## Activity
The answer must repeat every record exactly, with all pictures omitted.

## Given data
● ● ● ●
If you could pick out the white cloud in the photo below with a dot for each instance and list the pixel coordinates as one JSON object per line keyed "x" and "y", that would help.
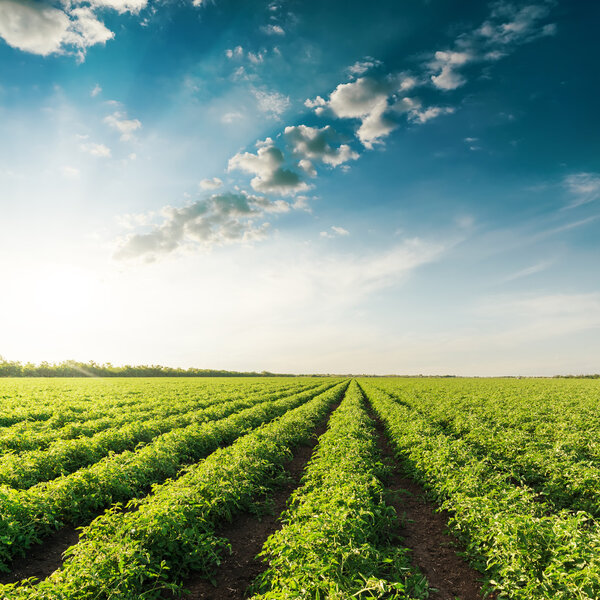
{"x": 267, "y": 165}
{"x": 211, "y": 184}
{"x": 257, "y": 57}
{"x": 365, "y": 99}
{"x": 99, "y": 150}
{"x": 360, "y": 67}
{"x": 507, "y": 26}
{"x": 313, "y": 144}
{"x": 527, "y": 271}
{"x": 33, "y": 27}
{"x": 221, "y": 219}
{"x": 510, "y": 24}
{"x": 335, "y": 232}
{"x": 124, "y": 126}
{"x": 121, "y": 6}
{"x": 273, "y": 30}
{"x": 378, "y": 105}
{"x": 584, "y": 187}
{"x": 236, "y": 52}
{"x": 230, "y": 117}
{"x": 42, "y": 29}
{"x": 272, "y": 103}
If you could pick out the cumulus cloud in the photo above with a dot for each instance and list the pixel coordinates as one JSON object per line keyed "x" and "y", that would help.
{"x": 365, "y": 99}
{"x": 584, "y": 187}
{"x": 273, "y": 29}
{"x": 42, "y": 29}
{"x": 126, "y": 127}
{"x": 236, "y": 52}
{"x": 220, "y": 219}
{"x": 267, "y": 166}
{"x": 507, "y": 26}
{"x": 211, "y": 184}
{"x": 272, "y": 103}
{"x": 99, "y": 150}
{"x": 314, "y": 144}
{"x": 360, "y": 67}
{"x": 334, "y": 231}
{"x": 378, "y": 103}
{"x": 230, "y": 117}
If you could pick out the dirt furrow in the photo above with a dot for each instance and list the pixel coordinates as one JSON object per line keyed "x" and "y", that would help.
{"x": 424, "y": 531}
{"x": 247, "y": 533}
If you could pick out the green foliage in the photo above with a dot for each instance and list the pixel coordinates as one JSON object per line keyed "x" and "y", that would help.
{"x": 27, "y": 515}
{"x": 528, "y": 548}
{"x": 139, "y": 554}
{"x": 337, "y": 542}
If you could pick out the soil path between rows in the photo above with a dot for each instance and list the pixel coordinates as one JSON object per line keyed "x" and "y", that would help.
{"x": 247, "y": 534}
{"x": 42, "y": 559}
{"x": 424, "y": 531}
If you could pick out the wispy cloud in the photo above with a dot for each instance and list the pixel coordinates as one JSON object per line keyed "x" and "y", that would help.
{"x": 334, "y": 231}
{"x": 583, "y": 188}
{"x": 211, "y": 184}
{"x": 126, "y": 127}
{"x": 40, "y": 28}
{"x": 220, "y": 219}
{"x": 526, "y": 272}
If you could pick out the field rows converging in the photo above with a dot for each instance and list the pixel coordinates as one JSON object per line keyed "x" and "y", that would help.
{"x": 163, "y": 489}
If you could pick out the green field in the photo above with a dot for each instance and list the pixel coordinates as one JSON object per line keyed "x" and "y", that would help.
{"x": 153, "y": 470}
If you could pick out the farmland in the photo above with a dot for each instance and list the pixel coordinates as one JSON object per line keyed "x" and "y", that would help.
{"x": 158, "y": 488}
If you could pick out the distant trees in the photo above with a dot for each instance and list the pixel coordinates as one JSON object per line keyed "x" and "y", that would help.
{"x": 72, "y": 368}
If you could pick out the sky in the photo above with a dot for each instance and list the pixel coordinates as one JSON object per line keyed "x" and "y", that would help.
{"x": 301, "y": 186}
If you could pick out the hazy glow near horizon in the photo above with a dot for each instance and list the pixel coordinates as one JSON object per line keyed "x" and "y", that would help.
{"x": 240, "y": 187}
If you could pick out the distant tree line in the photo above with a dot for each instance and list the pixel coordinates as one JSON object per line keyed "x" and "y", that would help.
{"x": 591, "y": 376}
{"x": 71, "y": 368}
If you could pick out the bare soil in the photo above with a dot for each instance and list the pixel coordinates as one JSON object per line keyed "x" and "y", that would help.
{"x": 247, "y": 534}
{"x": 43, "y": 559}
{"x": 424, "y": 530}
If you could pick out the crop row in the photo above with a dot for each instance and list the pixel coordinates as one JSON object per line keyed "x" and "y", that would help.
{"x": 139, "y": 554}
{"x": 24, "y": 470}
{"x": 337, "y": 539}
{"x": 103, "y": 415}
{"x": 528, "y": 551}
{"x": 27, "y": 515}
{"x": 564, "y": 478}
{"x": 58, "y": 402}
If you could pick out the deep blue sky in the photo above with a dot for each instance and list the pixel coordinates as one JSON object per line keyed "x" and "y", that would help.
{"x": 302, "y": 185}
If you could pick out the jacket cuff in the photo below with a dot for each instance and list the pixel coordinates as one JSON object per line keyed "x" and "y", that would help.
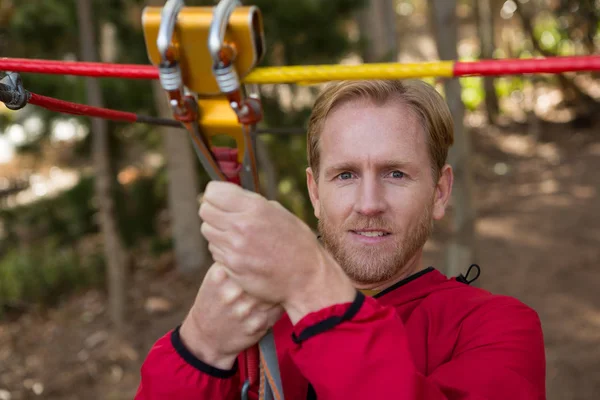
● ● ● ●
## Result of this exercise
If you could pick out the white cloud in the photo below with a dot for each instance and list the pixel coordinates as one JSON object per line keyed "x" and "y", that would help.
{"x": 267, "y": 165}
{"x": 211, "y": 184}
{"x": 257, "y": 57}
{"x": 365, "y": 99}
{"x": 99, "y": 150}
{"x": 360, "y": 67}
{"x": 507, "y": 26}
{"x": 313, "y": 144}
{"x": 527, "y": 271}
{"x": 33, "y": 27}
{"x": 221, "y": 219}
{"x": 510, "y": 24}
{"x": 335, "y": 232}
{"x": 124, "y": 126}
{"x": 121, "y": 6}
{"x": 273, "y": 30}
{"x": 378, "y": 105}
{"x": 584, "y": 187}
{"x": 236, "y": 52}
{"x": 230, "y": 117}
{"x": 42, "y": 29}
{"x": 272, "y": 103}
If you could pick out the cumulus cloud in the photo above with a dot for each instance and list the pixel coordinates as one JSON object per line keyed "x" and "y", that would help.
{"x": 365, "y": 99}
{"x": 584, "y": 187}
{"x": 273, "y": 29}
{"x": 42, "y": 29}
{"x": 126, "y": 127}
{"x": 236, "y": 52}
{"x": 220, "y": 219}
{"x": 267, "y": 166}
{"x": 507, "y": 26}
{"x": 211, "y": 184}
{"x": 272, "y": 103}
{"x": 99, "y": 150}
{"x": 314, "y": 144}
{"x": 360, "y": 67}
{"x": 334, "y": 231}
{"x": 378, "y": 103}
{"x": 230, "y": 117}
If you could pick out the dirt furrow in the photo above with a dot for each instance and list the pixel coordinates as one JSON object per line keyed "x" and "y", that would help.
{"x": 424, "y": 531}
{"x": 247, "y": 533}
If you could pick out the green foliage in the photo above with a dot for each instance and list the pixel coordinates as one JSON object per line keyed "x" and "y", that would help.
{"x": 27, "y": 515}
{"x": 528, "y": 548}
{"x": 139, "y": 554}
{"x": 337, "y": 542}
If you could pick out the soil path between rows in the photo above with a dot for each instance and list the pixel coordinates as one JSON object per line keyed "x" and "y", that would help.
{"x": 247, "y": 534}
{"x": 42, "y": 559}
{"x": 424, "y": 531}
If you could pick out the wispy cloud in the photo above with a dot for each instance and list the pixel coordinates as one JSON object per line keyed "x" and "y", that would help.
{"x": 334, "y": 231}
{"x": 583, "y": 188}
{"x": 211, "y": 184}
{"x": 126, "y": 127}
{"x": 40, "y": 28}
{"x": 220, "y": 219}
{"x": 526, "y": 272}
If you could pick out the field rows converging in the photo above with a dot for each instance and list the pixel coordinates as one JSON object per line keyed "x" and "y", that would help.
{"x": 163, "y": 489}
If you could pick out the green field in the photo above with a dot for each instance and list the pixel coordinates as one JSON object per line keyed "x" and "y", that would help.
{"x": 153, "y": 470}
If you could pick out the farmland in the photo above with a dot for each instance and list the pixel coordinates as one JSON object per line keyed "x" and "y", that would help.
{"x": 158, "y": 488}
If you could pick out the distant trees in the photo above with a dot for each instance and list the pixel coordinates as one JSON object per line keyed "x" and "y", that would help.
{"x": 72, "y": 368}
If you could pick out the sky in the photo above with a dot for each instance and list the pixel coordinates as one JSON object per line keyed "x" and "y", that would help.
{"x": 301, "y": 186}
If you could pick out the hazy glow near horizon in the photo above with a dot for each instance and list the pixel coordinates as one JSON object per line keyed "x" and "y", that would help.
{"x": 240, "y": 187}
If you could pick out the distant tree line in the photo above with a dot for each instance and list the pixel coordinates as one JSON object per line keyed "x" and "y", that would help.
{"x": 591, "y": 376}
{"x": 71, "y": 368}
If you could pick out the bare soil in the photo above with a dot for each instance and list the pixel coordinates as one JSON object per line keyed "x" and "y", that would help.
{"x": 247, "y": 534}
{"x": 43, "y": 559}
{"x": 424, "y": 530}
If you could pick out the crop row in the photo above with a dot for each instance and list the pixel coordinates as one JSON object per line keyed "x" and "y", that would help.
{"x": 139, "y": 554}
{"x": 24, "y": 470}
{"x": 337, "y": 539}
{"x": 103, "y": 415}
{"x": 528, "y": 551}
{"x": 27, "y": 515}
{"x": 564, "y": 478}
{"x": 58, "y": 402}
If you could pick out the deep blue sky in the photo above with a dot for each instance and list the pixel coordinates as one JSON object per line keyed "x" and "y", that would help.
{"x": 302, "y": 185}
If you could pick out the jacket cuff in the photo below with a dot for each instance and list the pixel coordinates as one JSON object per line keyed "x" and "y", that would help.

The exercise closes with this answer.